* _Job_
Change "concrete platform" to "concrete terrace" in the data, from the line that contains "If you would be willing to indicate the paved" through the end of the data, both inclusive, and give those lines again with nothing else altered.

* _Items_
start

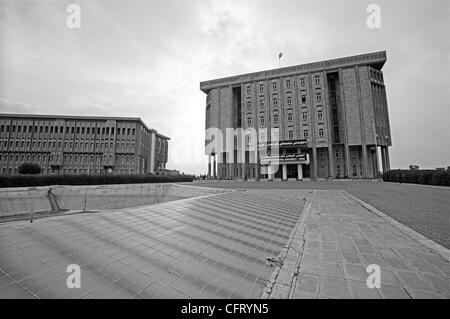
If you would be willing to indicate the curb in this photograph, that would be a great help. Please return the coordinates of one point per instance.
(282, 281)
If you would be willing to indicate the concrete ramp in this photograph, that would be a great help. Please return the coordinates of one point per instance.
(18, 201)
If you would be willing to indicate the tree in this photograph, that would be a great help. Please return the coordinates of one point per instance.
(29, 168)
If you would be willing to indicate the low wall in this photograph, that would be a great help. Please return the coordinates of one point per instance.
(16, 201)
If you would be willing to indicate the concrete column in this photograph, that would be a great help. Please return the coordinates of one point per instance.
(383, 159)
(270, 172)
(214, 167)
(209, 166)
(330, 162)
(365, 171)
(299, 171)
(388, 162)
(314, 164)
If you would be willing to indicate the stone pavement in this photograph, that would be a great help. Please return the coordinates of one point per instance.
(207, 247)
(341, 238)
(239, 244)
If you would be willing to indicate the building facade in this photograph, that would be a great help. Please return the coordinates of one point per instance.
(80, 144)
(327, 119)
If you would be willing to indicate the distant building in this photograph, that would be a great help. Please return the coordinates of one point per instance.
(80, 144)
(165, 171)
(328, 119)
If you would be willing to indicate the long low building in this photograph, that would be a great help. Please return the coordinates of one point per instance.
(326, 119)
(80, 144)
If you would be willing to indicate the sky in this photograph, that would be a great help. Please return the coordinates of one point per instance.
(146, 59)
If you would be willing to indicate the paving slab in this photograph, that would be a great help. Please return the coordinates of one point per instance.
(238, 244)
(343, 238)
(208, 247)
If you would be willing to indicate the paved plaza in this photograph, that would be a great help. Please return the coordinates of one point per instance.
(236, 244)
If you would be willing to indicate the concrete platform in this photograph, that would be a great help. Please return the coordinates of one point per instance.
(238, 244)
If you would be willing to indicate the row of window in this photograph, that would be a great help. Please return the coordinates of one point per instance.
(71, 130)
(290, 118)
(67, 158)
(52, 145)
(275, 135)
(288, 101)
(287, 82)
(72, 171)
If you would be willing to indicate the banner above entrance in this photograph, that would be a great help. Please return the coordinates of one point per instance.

end

* _The solution_
If you would be willing to indicate the paved plaza in this photograph, that would be a great help. Please return the coordinates of one point per instance.
(236, 244)
If you would be willing to indicate the concrete terrace in this photograph, that would be a great help. Please return the coordinates of one point per instance.
(238, 244)
If you would be willing to indicate the row of window in this photograph, that would be a great help. Please return the coordinates of one point per instance.
(71, 130)
(290, 118)
(67, 158)
(52, 145)
(275, 135)
(288, 101)
(287, 82)
(72, 171)
If you would be willing to indicate the banner above entrance in this photograph, that would be a great help. Please return the coordinates of one point per instance.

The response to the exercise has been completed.